Go over the data and keep only the lines that include "below".
BEGIN PROVIDED RECORDS
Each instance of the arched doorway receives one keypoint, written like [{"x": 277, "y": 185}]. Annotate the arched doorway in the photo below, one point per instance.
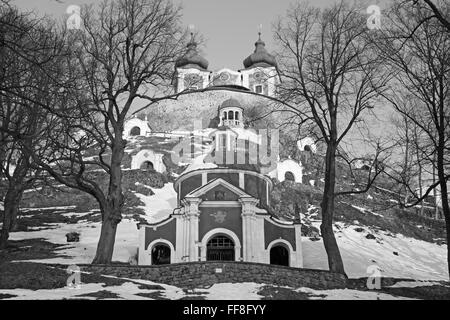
END PROVIDED RECORDS
BEGIN PROVIDED RECORDS
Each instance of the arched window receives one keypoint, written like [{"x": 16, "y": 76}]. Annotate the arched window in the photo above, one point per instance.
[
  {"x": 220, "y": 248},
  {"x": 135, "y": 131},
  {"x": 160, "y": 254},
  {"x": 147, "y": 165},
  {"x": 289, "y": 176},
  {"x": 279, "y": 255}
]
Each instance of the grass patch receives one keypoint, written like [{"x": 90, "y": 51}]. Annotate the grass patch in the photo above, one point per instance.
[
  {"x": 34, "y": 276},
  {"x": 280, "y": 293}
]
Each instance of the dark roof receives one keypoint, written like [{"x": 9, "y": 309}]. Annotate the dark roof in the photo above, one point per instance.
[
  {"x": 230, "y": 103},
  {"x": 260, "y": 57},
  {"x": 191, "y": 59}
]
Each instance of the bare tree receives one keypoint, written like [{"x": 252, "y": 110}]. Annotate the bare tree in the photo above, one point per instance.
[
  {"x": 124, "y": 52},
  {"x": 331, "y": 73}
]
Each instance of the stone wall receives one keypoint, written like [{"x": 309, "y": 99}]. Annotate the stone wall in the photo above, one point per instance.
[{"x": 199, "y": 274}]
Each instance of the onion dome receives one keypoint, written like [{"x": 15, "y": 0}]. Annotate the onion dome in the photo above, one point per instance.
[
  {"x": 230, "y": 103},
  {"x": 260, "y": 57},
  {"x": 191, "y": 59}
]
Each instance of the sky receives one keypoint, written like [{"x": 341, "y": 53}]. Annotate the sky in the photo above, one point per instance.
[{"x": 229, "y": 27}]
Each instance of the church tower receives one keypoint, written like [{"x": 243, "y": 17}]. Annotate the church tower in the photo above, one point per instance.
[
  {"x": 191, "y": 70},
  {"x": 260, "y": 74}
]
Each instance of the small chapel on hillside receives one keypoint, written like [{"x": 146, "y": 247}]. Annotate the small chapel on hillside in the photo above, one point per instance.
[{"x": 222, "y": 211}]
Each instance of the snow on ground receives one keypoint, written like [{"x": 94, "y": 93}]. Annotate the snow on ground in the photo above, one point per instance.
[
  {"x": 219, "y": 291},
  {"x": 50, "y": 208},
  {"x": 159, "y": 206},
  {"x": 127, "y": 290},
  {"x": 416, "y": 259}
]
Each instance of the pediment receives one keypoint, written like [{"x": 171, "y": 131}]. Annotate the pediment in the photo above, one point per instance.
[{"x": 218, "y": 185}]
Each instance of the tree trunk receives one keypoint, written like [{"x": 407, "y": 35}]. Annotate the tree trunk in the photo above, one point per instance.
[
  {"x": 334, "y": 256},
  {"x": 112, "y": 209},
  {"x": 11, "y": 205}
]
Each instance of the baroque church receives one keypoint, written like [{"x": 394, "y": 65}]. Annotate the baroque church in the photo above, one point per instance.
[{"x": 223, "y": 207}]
END PROVIDED RECORDS
BEGIN PROVIDED RECORDS
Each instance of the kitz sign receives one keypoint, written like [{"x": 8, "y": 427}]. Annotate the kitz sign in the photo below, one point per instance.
END PROVIDED RECORDS
RESPONSE AREA:
Each instance of the arched doorway receives one keypoint, written like [{"x": 277, "y": 185}]. Annotate the arched doorway in the photo below, one point per instance.
Each instance of the kitz sign receives one keypoint, written like [{"x": 8, "y": 427}]. Annotate the kitz sign in the photo below, one point per instance.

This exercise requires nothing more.